TASK
Format all of the lines below as a JSON list of strings, with one string per line and any blank lines omitted.

[RECORDS TO USE start]

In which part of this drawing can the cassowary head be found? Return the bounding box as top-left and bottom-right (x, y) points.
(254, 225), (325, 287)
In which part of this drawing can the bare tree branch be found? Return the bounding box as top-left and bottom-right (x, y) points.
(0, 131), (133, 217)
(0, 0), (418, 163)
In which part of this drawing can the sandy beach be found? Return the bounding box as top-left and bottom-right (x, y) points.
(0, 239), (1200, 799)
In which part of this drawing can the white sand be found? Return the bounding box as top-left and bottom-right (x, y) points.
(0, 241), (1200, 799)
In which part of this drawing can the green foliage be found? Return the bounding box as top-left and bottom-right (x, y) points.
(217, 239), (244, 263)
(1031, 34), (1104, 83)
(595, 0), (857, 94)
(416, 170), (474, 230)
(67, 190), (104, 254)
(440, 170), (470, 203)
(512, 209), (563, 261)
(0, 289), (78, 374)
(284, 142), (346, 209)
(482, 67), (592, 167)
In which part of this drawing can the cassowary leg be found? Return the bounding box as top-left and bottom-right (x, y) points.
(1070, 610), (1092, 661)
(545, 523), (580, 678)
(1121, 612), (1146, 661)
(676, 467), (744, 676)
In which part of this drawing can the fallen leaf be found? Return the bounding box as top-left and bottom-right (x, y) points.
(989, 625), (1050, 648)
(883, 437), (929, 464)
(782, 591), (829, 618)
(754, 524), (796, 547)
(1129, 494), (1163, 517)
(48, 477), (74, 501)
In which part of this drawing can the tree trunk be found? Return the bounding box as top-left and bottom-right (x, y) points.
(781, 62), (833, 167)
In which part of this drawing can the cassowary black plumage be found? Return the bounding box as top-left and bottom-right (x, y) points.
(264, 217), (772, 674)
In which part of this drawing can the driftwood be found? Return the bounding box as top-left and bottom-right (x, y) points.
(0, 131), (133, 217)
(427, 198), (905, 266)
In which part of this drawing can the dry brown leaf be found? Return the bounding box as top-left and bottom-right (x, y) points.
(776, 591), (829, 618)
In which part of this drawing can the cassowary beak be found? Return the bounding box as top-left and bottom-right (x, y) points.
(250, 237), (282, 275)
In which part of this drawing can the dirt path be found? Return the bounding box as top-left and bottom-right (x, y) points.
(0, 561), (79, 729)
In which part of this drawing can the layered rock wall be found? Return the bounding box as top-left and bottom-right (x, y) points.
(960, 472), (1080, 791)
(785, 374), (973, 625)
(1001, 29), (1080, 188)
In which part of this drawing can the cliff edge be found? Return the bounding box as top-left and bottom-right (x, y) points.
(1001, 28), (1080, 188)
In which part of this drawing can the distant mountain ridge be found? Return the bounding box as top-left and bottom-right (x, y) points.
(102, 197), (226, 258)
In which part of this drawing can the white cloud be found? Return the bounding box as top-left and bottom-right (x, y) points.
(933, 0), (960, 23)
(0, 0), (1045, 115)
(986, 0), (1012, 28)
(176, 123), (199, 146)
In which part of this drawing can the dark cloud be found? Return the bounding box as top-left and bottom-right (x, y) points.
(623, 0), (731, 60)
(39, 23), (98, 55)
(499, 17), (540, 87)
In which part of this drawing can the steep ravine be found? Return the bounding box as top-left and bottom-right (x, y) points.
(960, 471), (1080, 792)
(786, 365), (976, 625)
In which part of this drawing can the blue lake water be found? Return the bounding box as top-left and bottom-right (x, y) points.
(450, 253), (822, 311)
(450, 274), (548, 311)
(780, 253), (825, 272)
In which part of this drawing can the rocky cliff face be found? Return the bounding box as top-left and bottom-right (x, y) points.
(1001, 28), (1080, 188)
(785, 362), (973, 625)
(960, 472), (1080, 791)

[RECORDS TO USE end]

EXERCISE RESPONSE
[
  "In which part of this drawing can the cassowary head be found? Return the bounding box as top-left and bottom-right (x, y) points.",
  "(254, 225), (325, 287)",
  "In which part of this drawing can the bare tree branch be found? Return the bounding box as top-left and bottom-right (x, y) points.",
  "(0, 131), (133, 217)",
  "(0, 0), (418, 163)",
  "In which part of this drawing can the sandy beach be found? Return the bounding box as top-left and bottom-right (x, y) points.",
  "(0, 239), (1200, 799)",
  "In which part of this drawing can the white sand be found? Return the bounding box as top-left and bottom-right (x, y) points.",
  "(0, 241), (1200, 799)",
  "In which part of this drawing can the green foliage be found? Return the bounding box as top-left and bottom-right (x, y) points.",
  "(217, 239), (244, 263)",
  "(1031, 34), (1104, 83)",
  "(595, 0), (857, 94)",
  "(416, 170), (474, 230)",
  "(67, 190), (104, 254)",
  "(440, 170), (470, 203)",
  "(512, 209), (563, 261)",
  "(0, 289), (78, 374)",
  "(284, 142), (346, 209)",
  "(482, 67), (592, 167)",
  "In which part of this drawing can the cassowary leg be found? Return the bounding box as top-left and bottom-right (x, y) points.",
  "(1070, 610), (1092, 661)",
  "(545, 523), (580, 678)",
  "(1121, 612), (1146, 661)",
  "(676, 467), (744, 676)",
  "In which part of this drawing can the fallen leaf be found? Return the bounding box as top-left and bottom-right (x, y) points.",
  "(989, 625), (1050, 648)",
  "(883, 437), (929, 464)",
  "(782, 591), (829, 618)",
  "(754, 524), (796, 547)",
  "(1129, 494), (1163, 517)",
  "(48, 477), (74, 501)",
  "In which part of this drawing can the tree trunk be found? Return the bounding box as top-left and bottom-right (x, y) points.",
  "(781, 62), (833, 167)",
  "In which part of this drawing can the cassowary black plumage be found? Return the bounding box as top-left and bottom-right (x, y) points.",
  "(264, 217), (772, 674)",
  "In which part of this drawing can the driftwood be found? Return the bounding box as top-left and bottom-right (x, y) points.",
  "(0, 131), (133, 217)",
  "(427, 198), (905, 266)",
  "In which part of this drawing can the dry brown leaf be found? Return the bounding box as top-left and bottom-right (x, y) points.",
  "(776, 591), (829, 618)",
  "In which part of this drawing can the cassowary beak be found? Return the bounding box as top-left and bottom-right (x, y) points.",
  "(250, 237), (282, 275)",
  "In which part of this drawing can the dirt path be found? Return the bounding box as top-left and bottom-right (x, y) points.",
  "(0, 561), (79, 729)",
  "In which part of this drawing can the layered rock wall be found? Return the bounding box as top-left and bottom-right (x, y) points.",
  "(960, 472), (1080, 791)",
  "(785, 374), (973, 625)",
  "(1001, 29), (1080, 188)",
  "In which part of this drawing can the cliff edge be found? Return the bounding box as top-left and bottom-right (x, y) points.",
  "(1001, 28), (1080, 188)",
  "In which part of this drawing can the distant mountain ridge be found? Return the bounding box as top-left and bottom-right (x, y) points.",
  "(102, 197), (226, 258)",
  "In which part of this drawing can the white cloud be found? Return the bounding box as top-left and bottom-right (x, y) points.",
  "(933, 0), (960, 23)",
  "(0, 0), (1045, 115)",
  "(986, 0), (1012, 28)",
  "(176, 123), (199, 146)",
  "In which part of this drawing can the dark cloud be found? Return the bounding box as top-left and bottom-right (x, y) points.",
  "(623, 0), (731, 60)",
  "(39, 23), (98, 55)",
  "(499, 17), (540, 87)",
  "In which part of this drawing can the steep ravine be found? Return the bounding box as top-left and bottom-right (x, y) points.",
  "(960, 471), (1080, 792)",
  "(786, 365), (976, 625)",
  "In which part of this drawing can the blue lake water be found? Return the bounding box as top-left and bottom-right (x, y) points.",
  "(450, 253), (822, 311)",
  "(450, 274), (548, 311)",
  "(780, 253), (825, 272)",
  "In which part of this drawing can the rocky cliff face be found? Return the bounding box as top-left and bottom-right (x, y) points.",
  "(1001, 28), (1080, 188)",
  "(785, 362), (973, 625)",
  "(960, 472), (1080, 791)"
]